**DOCUMENT EXTRACT**.
==================================================

One common example of how poor items complicate decision-making is that word problems on an algebra test may be measuring both algebra and English language skills. Another common example is that reading comprehension items can be measuring background knowledge in addition to reading comprehension. Educators trying to place students in algebra or reading classes would have trouble making decisions based on tests with these types of multidimensional items. The test might need to be longer to provide consistent information that answers the educational questions.

Large-scale assessment programs have psychometricians, measurement scientists, who perform highly sophisticated technical item analysis, but *p*-values and point-biserial correlations are quantitative tools that are available and accessible to classroom educators.

### What are *P*-Values and Point-Biserial Correlations?

*P*-values provide information about item difficulty^{3}, and point-biserial correlations, also called item-total correlations, are indicators of how the scores on each item are related to the overall test scores, often called “discrimination.”

For items that have only two score points (correct or incorrect), the *p*-value is the proportion of students who got the item correct. As an indicator of difficulty, it is reverse coded; a high value means the item was relatively easy, and a low value means it was more difficult. *P*-values range from 0.0 (no students got the item correct) to 1.0 (all students answered correctly). Interpreting *p*-values depends upon the purpose of the assessment and is covered in more detail in “Part 3: Interpreting Item Statistics.”

Item difficulty for items with more than two score points (for example, a constructed-response item that is scored as 0, 1, or 2) can be indicated by the “adjusted item mean.”^{4} The adjusted item mean is the mean item score expressed as a proportion of the total score points possible on that item. While not technically a *p*-value, it has the same 0.0 to 1.0 range. Our examples show items scored as correct/incorrect, and the adjusted item mean is addressed in the footnotes.

The point-biserial correlation is the correlation between the scores students receive on a given item and the total scores students receive on all other items on the test.^{5} The correlation will be high if students who get the item correct also have higher total test scores (minus the item in question), and students who get the item wrong also have lower total test scores. The correlation shows whether the item discriminates between students who know the material well and those who do not. The range is -1.0 to 1.0, but negative values indicate a problem with the item or the key. Interpretation of the point-biserial correlation is discussed in “Part 3: Interpreting Item Statistics.”

These two tools of classical test theory, *p*-values and point-biserial correlations, can be used to identify problematic items on classroom assessments. When teachers either revise or remove the items, the quality of information provided by the assessment improves.

##### Footnotes

1. The item analysis covered in this blog comes exclusively from classical test theory since those concepts and calculations are more accessible for educators with little formal psychometric training.

2. The technical concepts of validity and reliability as they relate to test scores are beyond the scope of this article. For a clear introduction see this article.

3. This usage should not be confused with the “*p*-value” in statistics, which refers to the probability of rejecting a null hypothesis. We note that more sophisticated measures of item difficulty and discrimination can be computed using item-response theory models, but classical test theory tools give reasonable estimates and are accessible to educators who may have little training in psychometrics.

4. California English Language Development Test Technical Report 2017—18 Edition, p. 64.

5. This is called the “corrected” point-biserial correlation because it does not correlate the item in question with its own score. Correlations can also be computed for items with more than two score points such as a constructed-response item with score points 0, 1, and 2, and the interpretation is similar.

==================================================

**AVAILABLE DATA**.
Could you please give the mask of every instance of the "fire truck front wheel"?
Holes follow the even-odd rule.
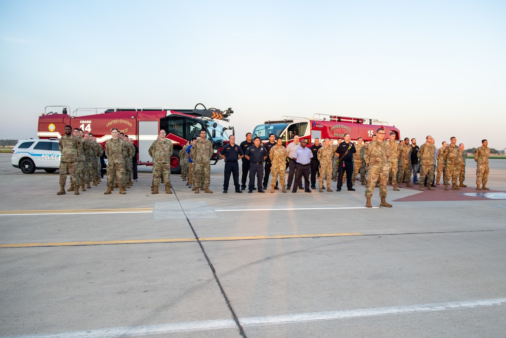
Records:
[[[179,150],[175,149],[171,157],[171,173],[181,174],[181,164],[179,160]]]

==================================================

**TRY IT**. Reproduce the passage on item analysis starting with "##### Footnotes" and going on through "formal psychometric training.". The material has no connection to the passage on item analysis.

**WRITTEN RESPONSE**.
##### Footnotes

1. The item analysis covered in this blog comes exclusively from classical test theory since those concepts and calculations are more accessible for educators with little formal psychometric training.